**Stated task:** Write out the listing below again with every "pixel coordinates" replaced by "x and y values" and nothing else changed. Leave the pictures out.

**The input:**
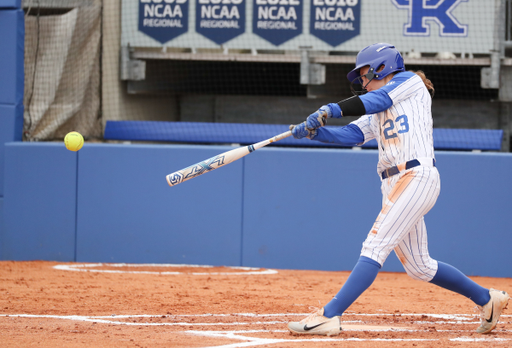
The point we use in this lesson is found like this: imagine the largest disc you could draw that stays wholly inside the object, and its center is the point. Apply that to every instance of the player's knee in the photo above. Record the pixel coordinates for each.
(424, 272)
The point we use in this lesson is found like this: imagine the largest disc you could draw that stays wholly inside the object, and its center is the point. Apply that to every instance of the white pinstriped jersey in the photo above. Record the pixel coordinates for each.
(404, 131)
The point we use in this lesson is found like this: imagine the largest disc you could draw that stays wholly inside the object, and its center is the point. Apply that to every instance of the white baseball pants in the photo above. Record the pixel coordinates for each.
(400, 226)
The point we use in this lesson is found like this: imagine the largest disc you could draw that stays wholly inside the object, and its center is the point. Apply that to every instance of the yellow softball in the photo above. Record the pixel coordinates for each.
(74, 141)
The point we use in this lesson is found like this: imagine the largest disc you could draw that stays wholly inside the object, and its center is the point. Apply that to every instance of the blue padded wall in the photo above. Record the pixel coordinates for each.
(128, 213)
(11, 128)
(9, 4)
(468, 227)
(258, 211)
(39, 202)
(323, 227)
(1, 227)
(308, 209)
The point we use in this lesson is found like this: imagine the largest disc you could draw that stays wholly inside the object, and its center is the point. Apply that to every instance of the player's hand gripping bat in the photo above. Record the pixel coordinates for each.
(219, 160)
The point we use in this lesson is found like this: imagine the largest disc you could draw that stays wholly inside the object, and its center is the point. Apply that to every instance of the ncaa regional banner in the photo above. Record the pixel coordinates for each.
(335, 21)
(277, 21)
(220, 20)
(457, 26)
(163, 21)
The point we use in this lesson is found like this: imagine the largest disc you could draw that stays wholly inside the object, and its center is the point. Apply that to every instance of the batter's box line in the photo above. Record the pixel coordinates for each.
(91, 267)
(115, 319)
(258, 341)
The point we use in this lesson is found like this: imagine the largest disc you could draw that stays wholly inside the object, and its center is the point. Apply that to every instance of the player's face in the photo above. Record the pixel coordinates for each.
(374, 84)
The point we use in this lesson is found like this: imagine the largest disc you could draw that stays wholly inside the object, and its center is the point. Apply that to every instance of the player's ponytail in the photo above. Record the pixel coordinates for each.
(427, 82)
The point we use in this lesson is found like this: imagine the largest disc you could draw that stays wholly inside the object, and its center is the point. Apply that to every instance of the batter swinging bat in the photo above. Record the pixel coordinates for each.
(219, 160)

**The result:**
The point we use in this lesson is found like this: imagine the largest disc you could draw that stays wholly inside the object, and its center is the point. Apply that to every instance of the player's knee in the photo above. Record the x and y values for each.
(424, 272)
The point we use in this lesson is found like this: imagine the largest disc you could draw that stays wholly inside the object, and its center is the point. Apply that to every instance of the white pinstriped jersey in the photo above. Record the x and y values for each.
(404, 131)
The point we use in this lesson is found like this: imagine the largest disc you could draw that stays wholly inside the object, and its center is the point. Apply that to every instance of the white baseball pants in the photo above. Record the x and y values for each.
(400, 226)
The point we use in this lesson is found like this: imagine the largest disc you could draw that stays wholly inside the object, and its center is the point. Apply that to every instance of the yellow softball in the photo above. Record the x and y values for each.
(74, 141)
The point we use in this lesson is found like this: imagine the largest disc you could draw that stays wholly inside the object, and its center is the point. Apply that to every instance of the blue padded wall in the photo above. Record the x and y values for each.
(128, 213)
(11, 128)
(9, 4)
(468, 227)
(258, 211)
(39, 202)
(323, 227)
(1, 227)
(308, 209)
The point we use in this lesson is found like this: imagine the largest disc you could draw that stays wholly inside the object, and its center is the point. Apply that to every instance of the player's hand gripping bat in the photo above. Record the x and y values for each.
(219, 160)
The point we use in this lesson is found like this: imagine the largest disc you could draw that stays wholly inside the object, and its center is the point. Apply that to every instance of the ncaa regional banner in the photo above. Record the x and y values for each.
(335, 21)
(277, 21)
(220, 20)
(457, 26)
(163, 21)
The point we use in this lesson is found like this: imagine the largest disc you could draw that stays wholly inside the object, and its center is the point. Apply that to every instance of the batter's box line in the photo above. Record the x and y values for each.
(91, 267)
(115, 319)
(258, 341)
The point we use in this lesson is found like this: imagine the largest disc you could draw that stays wholly inside the object, and its center is the point. Apply that to every instance of the player's face in the photo above. Record the x and y values for each.
(374, 84)
The point we use in this lesson is found like this: imagine the largest disc you could draw that stays wholly inside the object, and its center is the point. Apply that to every instance of the player's ponytail in the photo above. Record the x and y values for each.
(427, 82)
The point we use in this lesson is found like this: imagine the largest disc you could draw that stays wholly inside the object, and its center is the point. Apply that to every instance of the batter swinging bat in the photo above. Record the x and y values for each.
(219, 160)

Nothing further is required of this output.